- _Stated problem_
What do the lines say from the one containing "white bus in" to the end of the records? Restate them word for word, and only those.

(Coordinate annotation entries)
— BEGIN —

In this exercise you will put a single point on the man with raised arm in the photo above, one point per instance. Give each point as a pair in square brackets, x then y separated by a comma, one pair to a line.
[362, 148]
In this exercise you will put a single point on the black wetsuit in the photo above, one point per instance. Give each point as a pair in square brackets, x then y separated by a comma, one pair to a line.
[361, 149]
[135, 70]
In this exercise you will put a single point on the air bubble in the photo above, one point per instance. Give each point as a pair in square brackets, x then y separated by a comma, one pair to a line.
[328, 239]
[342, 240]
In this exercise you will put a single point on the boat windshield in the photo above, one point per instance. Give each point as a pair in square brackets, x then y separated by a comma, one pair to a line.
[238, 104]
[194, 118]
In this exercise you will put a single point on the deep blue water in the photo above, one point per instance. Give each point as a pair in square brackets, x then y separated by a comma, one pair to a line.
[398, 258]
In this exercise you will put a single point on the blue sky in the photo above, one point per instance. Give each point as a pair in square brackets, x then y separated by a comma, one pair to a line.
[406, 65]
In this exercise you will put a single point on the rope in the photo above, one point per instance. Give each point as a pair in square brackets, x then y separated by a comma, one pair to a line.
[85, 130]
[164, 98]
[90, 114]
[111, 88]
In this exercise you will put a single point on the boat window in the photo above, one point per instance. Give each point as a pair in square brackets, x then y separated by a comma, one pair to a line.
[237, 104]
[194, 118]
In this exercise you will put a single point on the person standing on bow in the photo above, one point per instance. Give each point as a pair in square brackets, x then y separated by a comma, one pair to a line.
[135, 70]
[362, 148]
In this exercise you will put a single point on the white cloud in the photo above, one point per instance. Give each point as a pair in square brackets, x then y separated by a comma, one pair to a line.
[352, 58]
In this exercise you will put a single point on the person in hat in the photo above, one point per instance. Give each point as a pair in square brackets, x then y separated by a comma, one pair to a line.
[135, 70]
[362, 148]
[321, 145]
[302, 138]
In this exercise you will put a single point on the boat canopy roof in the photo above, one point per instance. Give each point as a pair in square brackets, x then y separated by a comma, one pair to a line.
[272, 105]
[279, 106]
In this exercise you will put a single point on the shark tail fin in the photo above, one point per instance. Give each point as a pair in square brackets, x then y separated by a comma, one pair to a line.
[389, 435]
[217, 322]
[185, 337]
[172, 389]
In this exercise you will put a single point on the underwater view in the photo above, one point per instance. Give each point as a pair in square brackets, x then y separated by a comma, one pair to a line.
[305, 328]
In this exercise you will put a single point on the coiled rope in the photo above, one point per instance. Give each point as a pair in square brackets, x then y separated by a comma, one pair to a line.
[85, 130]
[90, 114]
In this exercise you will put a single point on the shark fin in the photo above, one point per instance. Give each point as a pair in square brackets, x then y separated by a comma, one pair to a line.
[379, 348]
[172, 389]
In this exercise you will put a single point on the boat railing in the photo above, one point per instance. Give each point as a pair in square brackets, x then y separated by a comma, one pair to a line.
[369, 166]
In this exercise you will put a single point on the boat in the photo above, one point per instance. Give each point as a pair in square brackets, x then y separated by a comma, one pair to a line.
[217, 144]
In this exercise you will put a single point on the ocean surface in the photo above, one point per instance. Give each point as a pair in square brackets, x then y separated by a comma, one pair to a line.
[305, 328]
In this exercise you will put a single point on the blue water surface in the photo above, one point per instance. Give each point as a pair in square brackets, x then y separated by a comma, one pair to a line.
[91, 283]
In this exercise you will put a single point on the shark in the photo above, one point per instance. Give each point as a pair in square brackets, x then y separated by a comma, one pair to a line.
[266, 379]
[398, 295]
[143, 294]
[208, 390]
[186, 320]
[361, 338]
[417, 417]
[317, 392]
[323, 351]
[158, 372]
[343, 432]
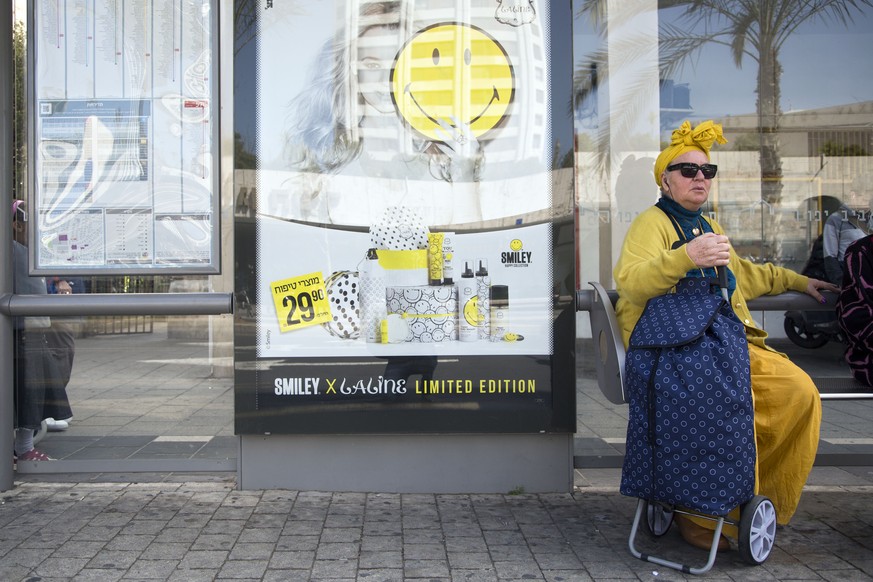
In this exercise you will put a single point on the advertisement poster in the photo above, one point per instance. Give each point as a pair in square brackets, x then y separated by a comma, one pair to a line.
[414, 172]
[124, 125]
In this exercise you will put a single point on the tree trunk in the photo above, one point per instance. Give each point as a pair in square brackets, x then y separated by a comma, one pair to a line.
[769, 115]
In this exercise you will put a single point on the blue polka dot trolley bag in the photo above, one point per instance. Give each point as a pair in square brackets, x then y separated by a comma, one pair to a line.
[690, 437]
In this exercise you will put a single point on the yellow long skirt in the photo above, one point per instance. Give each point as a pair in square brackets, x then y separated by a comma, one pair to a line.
[787, 422]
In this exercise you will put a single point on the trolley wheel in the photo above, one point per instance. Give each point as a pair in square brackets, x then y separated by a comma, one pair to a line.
[659, 517]
[802, 337]
[39, 433]
[757, 530]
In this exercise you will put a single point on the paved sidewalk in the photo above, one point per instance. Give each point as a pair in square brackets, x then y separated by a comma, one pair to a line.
[178, 528]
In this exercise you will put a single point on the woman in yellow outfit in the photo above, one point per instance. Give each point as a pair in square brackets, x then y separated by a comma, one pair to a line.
[786, 402]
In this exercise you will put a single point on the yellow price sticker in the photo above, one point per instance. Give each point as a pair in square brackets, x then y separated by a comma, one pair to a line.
[300, 301]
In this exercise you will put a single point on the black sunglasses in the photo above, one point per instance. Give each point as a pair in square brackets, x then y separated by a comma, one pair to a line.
[689, 170]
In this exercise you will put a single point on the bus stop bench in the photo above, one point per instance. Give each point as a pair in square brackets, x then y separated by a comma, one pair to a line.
[609, 350]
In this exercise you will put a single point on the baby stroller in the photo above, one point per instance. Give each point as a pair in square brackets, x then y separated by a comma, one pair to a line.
[690, 443]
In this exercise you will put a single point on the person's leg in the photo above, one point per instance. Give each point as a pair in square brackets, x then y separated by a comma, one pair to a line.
[787, 422]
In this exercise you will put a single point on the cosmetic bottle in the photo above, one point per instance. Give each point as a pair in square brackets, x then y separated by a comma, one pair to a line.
[499, 311]
[448, 258]
[468, 312]
[372, 297]
[483, 298]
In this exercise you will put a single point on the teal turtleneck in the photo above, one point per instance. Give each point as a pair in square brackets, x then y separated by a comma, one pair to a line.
[688, 220]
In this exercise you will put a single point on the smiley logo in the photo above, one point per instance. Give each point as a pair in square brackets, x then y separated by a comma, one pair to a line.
[452, 73]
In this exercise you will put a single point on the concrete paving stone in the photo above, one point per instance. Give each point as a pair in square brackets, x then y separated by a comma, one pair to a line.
[165, 551]
[114, 559]
[59, 567]
[243, 569]
[280, 507]
[431, 535]
[188, 575]
[337, 551]
[565, 561]
[259, 534]
[425, 568]
[151, 569]
[469, 560]
[330, 569]
[297, 543]
[13, 571]
[391, 559]
[381, 528]
[380, 575]
[462, 530]
[503, 537]
[307, 513]
[98, 575]
[232, 527]
[295, 560]
[27, 557]
[276, 520]
[840, 576]
[302, 527]
[198, 559]
[46, 538]
[189, 520]
[144, 527]
[466, 543]
[464, 575]
[214, 542]
[251, 551]
[341, 534]
[178, 535]
[582, 576]
[427, 551]
[285, 575]
[79, 549]
[377, 543]
[233, 513]
[344, 520]
[129, 542]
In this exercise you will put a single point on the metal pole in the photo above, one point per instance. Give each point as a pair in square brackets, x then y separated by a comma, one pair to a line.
[7, 78]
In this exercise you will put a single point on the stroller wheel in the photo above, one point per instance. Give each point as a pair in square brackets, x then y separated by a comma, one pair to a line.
[757, 530]
[659, 517]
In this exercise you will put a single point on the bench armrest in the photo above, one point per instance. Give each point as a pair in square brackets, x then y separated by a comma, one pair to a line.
[609, 349]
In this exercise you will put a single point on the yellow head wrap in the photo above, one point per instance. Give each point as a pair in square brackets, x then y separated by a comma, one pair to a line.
[686, 139]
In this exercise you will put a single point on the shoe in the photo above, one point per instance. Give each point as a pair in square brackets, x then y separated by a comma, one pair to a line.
[698, 536]
[34, 455]
[56, 425]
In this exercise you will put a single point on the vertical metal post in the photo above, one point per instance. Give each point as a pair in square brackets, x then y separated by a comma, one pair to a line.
[7, 79]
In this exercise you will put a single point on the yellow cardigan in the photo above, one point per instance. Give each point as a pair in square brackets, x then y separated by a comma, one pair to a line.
[648, 267]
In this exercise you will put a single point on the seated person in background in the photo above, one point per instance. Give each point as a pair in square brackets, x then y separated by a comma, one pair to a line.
[855, 309]
[841, 229]
[786, 401]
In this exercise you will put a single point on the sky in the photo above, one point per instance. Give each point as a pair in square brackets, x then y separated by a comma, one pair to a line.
[823, 65]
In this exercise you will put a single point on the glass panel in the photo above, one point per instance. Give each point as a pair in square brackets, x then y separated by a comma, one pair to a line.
[140, 388]
[437, 133]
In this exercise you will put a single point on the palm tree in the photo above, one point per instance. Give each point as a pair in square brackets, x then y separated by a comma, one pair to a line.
[755, 29]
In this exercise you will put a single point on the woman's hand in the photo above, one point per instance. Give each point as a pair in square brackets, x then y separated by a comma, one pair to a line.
[461, 147]
[814, 285]
[709, 250]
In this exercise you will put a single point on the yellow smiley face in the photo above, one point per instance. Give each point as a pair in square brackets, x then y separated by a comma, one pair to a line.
[452, 73]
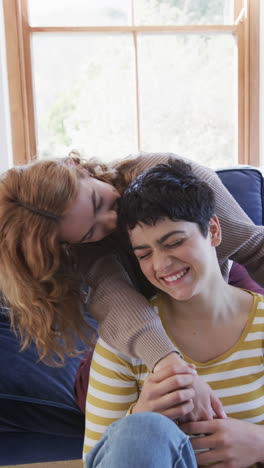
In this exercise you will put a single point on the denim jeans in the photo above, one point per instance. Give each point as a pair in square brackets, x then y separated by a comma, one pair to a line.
[142, 440]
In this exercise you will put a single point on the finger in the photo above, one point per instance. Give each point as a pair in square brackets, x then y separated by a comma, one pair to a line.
[174, 398]
[179, 411]
[217, 407]
[209, 457]
[199, 427]
[203, 442]
[175, 382]
[170, 370]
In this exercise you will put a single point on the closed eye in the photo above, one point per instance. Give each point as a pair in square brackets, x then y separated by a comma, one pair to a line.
[175, 243]
[143, 255]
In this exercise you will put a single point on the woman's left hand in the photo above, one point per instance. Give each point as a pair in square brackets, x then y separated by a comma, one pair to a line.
[233, 443]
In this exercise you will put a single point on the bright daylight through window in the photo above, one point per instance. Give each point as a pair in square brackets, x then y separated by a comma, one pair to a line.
[112, 77]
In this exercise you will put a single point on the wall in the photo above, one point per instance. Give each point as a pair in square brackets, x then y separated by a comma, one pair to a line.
[5, 125]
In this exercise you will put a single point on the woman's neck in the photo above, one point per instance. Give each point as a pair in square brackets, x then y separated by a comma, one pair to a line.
[210, 323]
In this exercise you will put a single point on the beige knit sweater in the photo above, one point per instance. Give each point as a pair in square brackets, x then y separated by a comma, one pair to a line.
[126, 320]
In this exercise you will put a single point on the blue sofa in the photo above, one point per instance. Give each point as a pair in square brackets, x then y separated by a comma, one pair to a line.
[39, 419]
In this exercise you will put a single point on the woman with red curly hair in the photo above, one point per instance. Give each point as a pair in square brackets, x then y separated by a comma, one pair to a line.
[54, 216]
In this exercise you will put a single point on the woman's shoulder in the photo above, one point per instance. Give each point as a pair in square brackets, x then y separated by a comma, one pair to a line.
[109, 356]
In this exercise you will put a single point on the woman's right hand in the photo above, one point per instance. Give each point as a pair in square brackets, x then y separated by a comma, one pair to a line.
[168, 391]
[205, 403]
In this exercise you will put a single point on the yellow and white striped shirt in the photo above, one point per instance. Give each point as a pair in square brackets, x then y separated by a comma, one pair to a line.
[237, 377]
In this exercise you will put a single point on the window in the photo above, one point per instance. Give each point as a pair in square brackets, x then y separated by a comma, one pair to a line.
[113, 77]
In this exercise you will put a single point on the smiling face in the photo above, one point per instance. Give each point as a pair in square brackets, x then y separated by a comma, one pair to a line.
[175, 257]
[92, 215]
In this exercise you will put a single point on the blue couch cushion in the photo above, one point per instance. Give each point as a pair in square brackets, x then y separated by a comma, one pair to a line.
[37, 405]
[246, 186]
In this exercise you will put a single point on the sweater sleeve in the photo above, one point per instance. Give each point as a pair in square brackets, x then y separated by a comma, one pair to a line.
[126, 319]
[242, 240]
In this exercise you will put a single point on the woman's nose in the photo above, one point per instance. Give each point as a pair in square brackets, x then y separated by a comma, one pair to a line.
[161, 261]
[108, 220]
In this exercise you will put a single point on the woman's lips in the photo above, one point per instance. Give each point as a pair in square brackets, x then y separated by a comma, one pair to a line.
[175, 276]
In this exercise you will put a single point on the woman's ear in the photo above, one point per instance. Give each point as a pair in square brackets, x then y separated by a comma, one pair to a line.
[215, 232]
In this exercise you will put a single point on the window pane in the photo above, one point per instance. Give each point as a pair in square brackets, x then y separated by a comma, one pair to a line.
[183, 12]
[85, 94]
[79, 12]
[188, 95]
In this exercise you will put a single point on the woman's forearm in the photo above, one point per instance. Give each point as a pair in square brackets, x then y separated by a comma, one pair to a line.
[126, 320]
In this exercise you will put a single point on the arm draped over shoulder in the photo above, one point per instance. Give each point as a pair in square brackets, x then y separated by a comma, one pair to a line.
[126, 320]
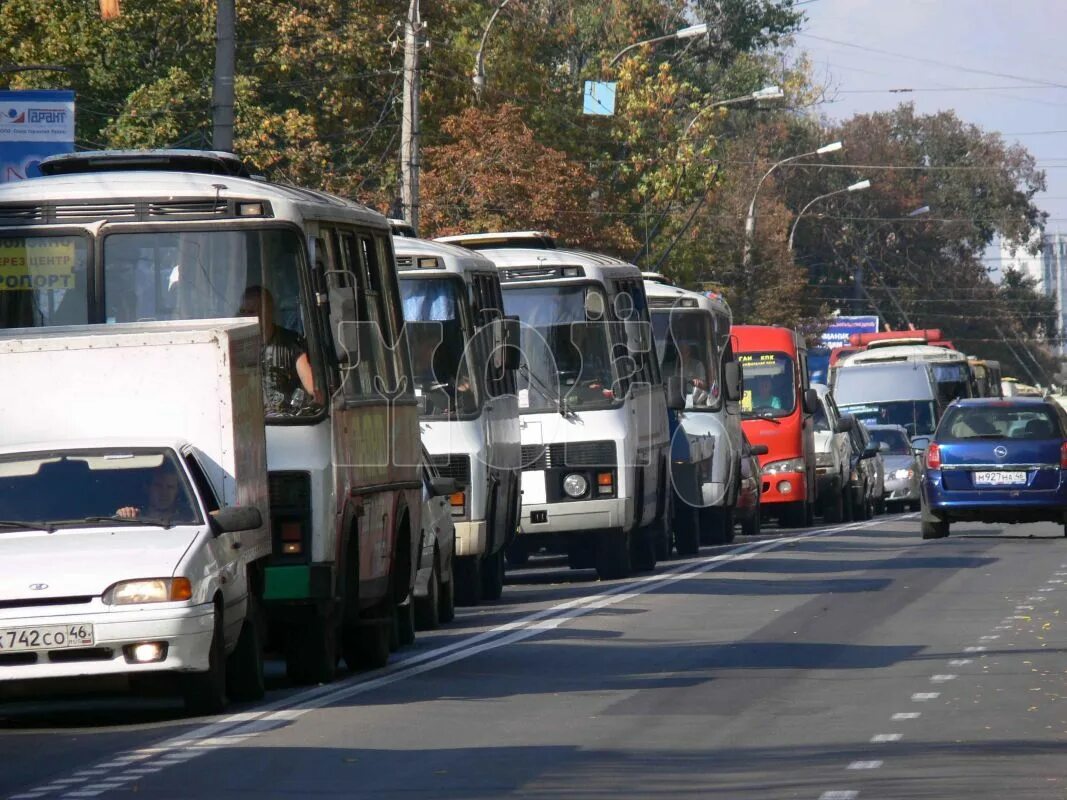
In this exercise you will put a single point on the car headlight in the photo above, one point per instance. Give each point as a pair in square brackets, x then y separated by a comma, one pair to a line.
[789, 465]
[575, 485]
[148, 590]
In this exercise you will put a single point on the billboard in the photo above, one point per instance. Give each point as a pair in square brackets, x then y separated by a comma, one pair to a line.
[838, 332]
[33, 124]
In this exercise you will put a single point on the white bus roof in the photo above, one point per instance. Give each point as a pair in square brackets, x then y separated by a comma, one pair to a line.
[428, 256]
[162, 195]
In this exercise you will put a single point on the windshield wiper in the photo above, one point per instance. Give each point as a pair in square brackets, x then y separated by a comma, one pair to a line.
[547, 390]
[26, 525]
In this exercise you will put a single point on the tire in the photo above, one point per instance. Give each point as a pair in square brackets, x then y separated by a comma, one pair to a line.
[492, 576]
[244, 667]
[466, 574]
[934, 529]
[428, 608]
[205, 692]
[312, 655]
[612, 555]
[687, 531]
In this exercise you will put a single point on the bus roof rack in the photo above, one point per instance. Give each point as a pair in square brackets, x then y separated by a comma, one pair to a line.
[208, 162]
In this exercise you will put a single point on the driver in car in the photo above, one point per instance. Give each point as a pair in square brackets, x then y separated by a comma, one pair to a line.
[286, 367]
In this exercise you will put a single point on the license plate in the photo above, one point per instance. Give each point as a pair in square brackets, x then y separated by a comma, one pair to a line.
[46, 637]
[1000, 479]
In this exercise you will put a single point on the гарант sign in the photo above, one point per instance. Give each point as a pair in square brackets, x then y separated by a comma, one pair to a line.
[33, 125]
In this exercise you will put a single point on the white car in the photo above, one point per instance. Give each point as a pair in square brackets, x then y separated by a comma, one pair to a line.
[434, 585]
[116, 560]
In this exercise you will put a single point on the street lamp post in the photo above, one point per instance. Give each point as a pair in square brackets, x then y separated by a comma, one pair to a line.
[750, 218]
[857, 187]
[691, 32]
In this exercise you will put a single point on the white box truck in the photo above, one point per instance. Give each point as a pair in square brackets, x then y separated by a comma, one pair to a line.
[133, 506]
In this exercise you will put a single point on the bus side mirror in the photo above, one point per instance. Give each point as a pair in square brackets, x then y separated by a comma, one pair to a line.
[810, 401]
[732, 379]
[675, 397]
[512, 337]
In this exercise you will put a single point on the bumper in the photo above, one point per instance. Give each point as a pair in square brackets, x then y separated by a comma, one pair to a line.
[783, 488]
[577, 516]
[472, 538]
[187, 633]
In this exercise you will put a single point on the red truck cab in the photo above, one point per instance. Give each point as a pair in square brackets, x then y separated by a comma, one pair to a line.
[777, 408]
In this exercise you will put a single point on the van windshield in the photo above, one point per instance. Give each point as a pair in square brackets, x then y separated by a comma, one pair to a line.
[916, 416]
[439, 334]
[566, 351]
[43, 281]
[769, 389]
[684, 344]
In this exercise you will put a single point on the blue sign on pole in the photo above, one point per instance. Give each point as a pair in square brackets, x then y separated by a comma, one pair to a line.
[33, 124]
[839, 331]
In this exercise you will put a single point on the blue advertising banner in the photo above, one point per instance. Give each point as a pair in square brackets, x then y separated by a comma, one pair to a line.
[839, 331]
[33, 124]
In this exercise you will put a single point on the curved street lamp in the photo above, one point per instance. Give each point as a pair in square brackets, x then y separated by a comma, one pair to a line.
[857, 187]
[750, 219]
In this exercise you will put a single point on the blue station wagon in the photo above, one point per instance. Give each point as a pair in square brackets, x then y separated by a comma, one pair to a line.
[997, 461]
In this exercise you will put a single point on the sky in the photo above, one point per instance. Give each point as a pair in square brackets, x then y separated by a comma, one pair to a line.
[1000, 64]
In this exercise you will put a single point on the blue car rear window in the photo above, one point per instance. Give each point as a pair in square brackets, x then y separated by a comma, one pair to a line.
[998, 421]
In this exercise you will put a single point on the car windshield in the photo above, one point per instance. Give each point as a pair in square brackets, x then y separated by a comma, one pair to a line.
[43, 281]
[898, 444]
[684, 344]
[439, 334]
[914, 416]
[768, 388]
[999, 421]
[95, 488]
[566, 362]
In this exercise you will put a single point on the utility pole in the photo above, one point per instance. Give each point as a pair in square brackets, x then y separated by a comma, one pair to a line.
[222, 96]
[410, 128]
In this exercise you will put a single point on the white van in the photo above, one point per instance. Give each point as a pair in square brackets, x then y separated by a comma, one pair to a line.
[592, 405]
[468, 411]
[691, 332]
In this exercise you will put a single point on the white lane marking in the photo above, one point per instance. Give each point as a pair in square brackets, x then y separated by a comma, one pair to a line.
[235, 726]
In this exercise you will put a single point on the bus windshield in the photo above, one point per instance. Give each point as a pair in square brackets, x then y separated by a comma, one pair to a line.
[43, 281]
[684, 345]
[769, 389]
[567, 358]
[916, 416]
[439, 334]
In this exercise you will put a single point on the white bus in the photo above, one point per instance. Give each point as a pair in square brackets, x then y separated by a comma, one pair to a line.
[693, 340]
[591, 401]
[465, 388]
[138, 236]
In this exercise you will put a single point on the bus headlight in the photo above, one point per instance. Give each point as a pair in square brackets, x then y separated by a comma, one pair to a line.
[575, 485]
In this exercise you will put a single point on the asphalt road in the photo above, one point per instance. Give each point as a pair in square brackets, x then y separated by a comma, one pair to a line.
[856, 661]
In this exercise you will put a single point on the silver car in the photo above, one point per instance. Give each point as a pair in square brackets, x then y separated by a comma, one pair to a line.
[902, 465]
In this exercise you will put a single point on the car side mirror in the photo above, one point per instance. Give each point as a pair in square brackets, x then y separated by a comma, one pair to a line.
[675, 397]
[732, 379]
[810, 401]
[512, 337]
[235, 518]
[443, 486]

— END —

- _Answer for this exercise_
In this exercise you will put a single point on the white bus in the photo above, one point per instance. Give each point as a pair in square brackets, x then y separated by a comma, one pair to a line.
[693, 340]
[591, 401]
[465, 388]
[138, 236]
In this exercise you will put a single point on the bus headlight in the photo above, one point per instance. Give each point as a pair in square brackets, x then y separated by a comma, one pair to a line.
[575, 485]
In this exercise you will put a single point on the asphalt road in the photo above, one point per instance. Give each point as a pair in square brackets, x then y separated by a comma, one pair to a line.
[856, 661]
In this exercise you will put a single point on the silver car in the photo above, one point per instance. Give each point as a pair in square brackets, x then y separated by a comma, one pair to a line.
[902, 465]
In this exercise you will put a single point on the car side mirror in the photo above, one point per instance. Give each point as a pair in square brackets, x then y separated by a comma, one pair to a line.
[675, 397]
[732, 379]
[810, 401]
[512, 337]
[235, 518]
[443, 486]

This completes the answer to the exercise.